Rows excerpted from a collection:
— Start —

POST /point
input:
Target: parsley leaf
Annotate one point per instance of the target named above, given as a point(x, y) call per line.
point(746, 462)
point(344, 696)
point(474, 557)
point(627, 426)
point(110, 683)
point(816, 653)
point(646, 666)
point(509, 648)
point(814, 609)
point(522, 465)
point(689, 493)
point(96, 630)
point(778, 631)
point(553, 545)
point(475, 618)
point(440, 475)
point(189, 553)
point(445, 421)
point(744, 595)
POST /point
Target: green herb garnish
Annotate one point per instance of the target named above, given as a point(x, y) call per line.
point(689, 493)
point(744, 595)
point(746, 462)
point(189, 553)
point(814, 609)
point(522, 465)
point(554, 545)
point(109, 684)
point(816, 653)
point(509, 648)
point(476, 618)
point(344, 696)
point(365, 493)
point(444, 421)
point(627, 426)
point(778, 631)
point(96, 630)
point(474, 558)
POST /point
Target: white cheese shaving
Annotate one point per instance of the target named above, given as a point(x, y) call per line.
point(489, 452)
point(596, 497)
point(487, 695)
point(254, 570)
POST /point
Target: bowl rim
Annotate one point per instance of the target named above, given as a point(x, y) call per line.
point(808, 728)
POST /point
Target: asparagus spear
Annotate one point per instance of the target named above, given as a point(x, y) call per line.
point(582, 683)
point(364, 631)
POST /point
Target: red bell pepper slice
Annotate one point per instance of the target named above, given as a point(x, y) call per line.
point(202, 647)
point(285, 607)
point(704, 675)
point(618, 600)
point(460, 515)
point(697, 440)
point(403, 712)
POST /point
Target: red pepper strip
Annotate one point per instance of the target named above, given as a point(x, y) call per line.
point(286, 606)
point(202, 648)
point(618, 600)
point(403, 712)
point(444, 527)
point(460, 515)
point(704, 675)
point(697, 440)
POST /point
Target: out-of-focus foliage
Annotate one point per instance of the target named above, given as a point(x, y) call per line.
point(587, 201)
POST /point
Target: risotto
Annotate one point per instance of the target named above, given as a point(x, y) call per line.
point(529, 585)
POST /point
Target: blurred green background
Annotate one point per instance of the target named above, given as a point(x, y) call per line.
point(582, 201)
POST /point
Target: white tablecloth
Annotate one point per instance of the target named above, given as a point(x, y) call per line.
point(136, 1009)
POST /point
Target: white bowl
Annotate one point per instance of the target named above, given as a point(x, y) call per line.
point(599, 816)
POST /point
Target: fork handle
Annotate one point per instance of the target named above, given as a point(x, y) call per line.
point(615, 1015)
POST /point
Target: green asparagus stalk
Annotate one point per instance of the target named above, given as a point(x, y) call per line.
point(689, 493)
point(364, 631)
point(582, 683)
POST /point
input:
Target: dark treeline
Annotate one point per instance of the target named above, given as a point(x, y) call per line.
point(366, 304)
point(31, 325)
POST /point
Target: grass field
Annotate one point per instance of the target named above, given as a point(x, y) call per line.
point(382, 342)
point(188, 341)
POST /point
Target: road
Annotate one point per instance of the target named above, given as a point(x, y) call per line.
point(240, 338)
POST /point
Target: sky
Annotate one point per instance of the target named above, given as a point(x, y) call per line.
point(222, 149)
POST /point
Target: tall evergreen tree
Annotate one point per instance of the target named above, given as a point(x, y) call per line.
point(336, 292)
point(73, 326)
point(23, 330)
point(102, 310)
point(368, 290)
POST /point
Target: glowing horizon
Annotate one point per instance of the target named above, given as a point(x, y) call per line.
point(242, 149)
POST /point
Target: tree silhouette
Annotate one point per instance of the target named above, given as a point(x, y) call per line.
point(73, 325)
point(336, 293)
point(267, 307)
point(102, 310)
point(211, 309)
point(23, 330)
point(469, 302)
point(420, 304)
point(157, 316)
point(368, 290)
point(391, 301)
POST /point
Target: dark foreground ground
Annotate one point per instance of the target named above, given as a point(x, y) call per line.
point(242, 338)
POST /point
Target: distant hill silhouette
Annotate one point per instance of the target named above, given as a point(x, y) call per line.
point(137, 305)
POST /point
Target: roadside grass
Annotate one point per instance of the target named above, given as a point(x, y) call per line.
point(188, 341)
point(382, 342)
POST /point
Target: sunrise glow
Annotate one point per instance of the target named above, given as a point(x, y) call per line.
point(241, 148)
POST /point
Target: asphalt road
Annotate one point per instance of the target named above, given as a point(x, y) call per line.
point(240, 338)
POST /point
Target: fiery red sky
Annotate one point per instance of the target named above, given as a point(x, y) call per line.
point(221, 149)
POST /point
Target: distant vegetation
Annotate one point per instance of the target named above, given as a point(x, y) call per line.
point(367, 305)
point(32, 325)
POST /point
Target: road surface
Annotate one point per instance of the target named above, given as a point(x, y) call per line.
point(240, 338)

— End —

■ **Exercise**: Can you scale every line from the start of the rows through the line containing "point(254, 570)", inclusive, by multiplying each point coordinate in the answers by 2.35 and rounding to whole numbers with halves rounded up? Keep the requests in those lines unchanged.

■ **The response**:
POST /point
input:
Target: parsley leaf
Annotate one point per instance of the target named above, given as a point(x, y) call per line.
point(1753, 1086)
point(808, 1636)
point(1114, 1309)
point(1473, 1001)
point(259, 1605)
point(1918, 1535)
point(1518, 1565)
point(1196, 1523)
point(1913, 1431)
point(1227, 1093)
point(1619, 1159)
point(226, 1481)
point(1828, 1483)
point(1300, 1281)
point(1116, 1452)
point(1034, 1116)
point(444, 1300)
point(1046, 989)
point(1748, 1398)
POST /point
Target: green herb garnish
Annotate one point per instance of the target named above, given as a point(x, y) call per line.
point(1619, 1159)
point(1748, 1398)
point(1753, 1086)
point(444, 1300)
point(1913, 1431)
point(1227, 1093)
point(1302, 1281)
point(256, 1607)
point(1918, 1535)
point(1196, 1523)
point(1119, 1452)
point(808, 1636)
point(858, 1159)
point(1043, 989)
point(1473, 1001)
point(1828, 1483)
point(226, 1481)
point(1114, 1311)
POST /point
Target: white cheese shaving
Annotate one point per instance of the target named above, given as a point(x, y) call per line.
point(1149, 1062)
point(1401, 1168)
point(1144, 1633)
point(597, 1340)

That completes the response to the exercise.